# 작업 지시:
A) 아래 본문에 비추어 다음 세 진술 (i) 본문의 코드는 boot, Epi, pROC 라이브러리를 불러온다, (ii) 민감도는 tp를 tp와 fp의 합으로 나누어 계산한다, (iii) 글의 작성일은 2024년 7월 22일이다가 각각 본문과 일치하는지 판단하십시오. 각 진술에 예 또는 아니요로 답하고, 판단의 근거가 되는 본문의 말을 한 글자도 바꾸지 않고 인용하십시오.
B) 아래 본문에서 "calc_metrics <- function(data, indices)"이라는 말이 들어 있는 대목으로 시작하여 "tn + fp + fn)"로 끝나는 부분을 한 글자도 바꾸지 말고 출력하십시오.
══ 추출된 본문
Programing/R- programming

AI Performance metrics CI 구해주는 R 코드

sosal 2024. 7. 22. 02:15
반응형

매번 똑같은거 Metrics 구해놓고

CI 다시 계산한다고 시간을 보내고 있는 나를 발견....

 

그냥 블로그에 올려놓고 생각나면 편하게 와서 긁어 쓰려구 포스팅

 

함수 정의

 
library(boot)
library(Epi)
library(pROC)

calc_metrics <- function(data, indices) {
    d <- data[indices, ]
    tp <- sum(d$predictions == 1 & d$label == 1)
    tn <- sum(d$predictions == 0 & d$label == 0)
    fp <- sum(d$predictions == 1 & d$label == 0)
    fn <- sum(d$predictions == 0 & d$label == 1)
   
    acc <- (tp + tn) / (tp + tn + fp + fn)
    sens <- tp / (tp + fn)
    spec <- tn / (tn + fp)
════
══ 데이터 발췌
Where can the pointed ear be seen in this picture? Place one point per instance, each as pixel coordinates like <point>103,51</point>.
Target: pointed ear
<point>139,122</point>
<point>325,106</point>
════
# 답변 모음:
A)
(i) 예, "library(boot)", "library(Epi)", "library(pROC)"
(ii) 아니요, "sens <- tp / (tp + fn)"
(iii) 예, "sosal 2024. 7. 22. 02:15"

B)
calc_metrics <- function(data, indices) {
    d <- data[indices, ]
    tp <- sum(d$predictions == 1 & d$label == 1)
    tn <- sum(d$predictions == 0 & d$label == 0)
    fp <- sum(d$predictions == 1 & d$label == 0)
    fn <- sum(d$predictions == 0 & d$label == 1)
   
    acc <- (tp + tn) / (tp + tn + fp + fn)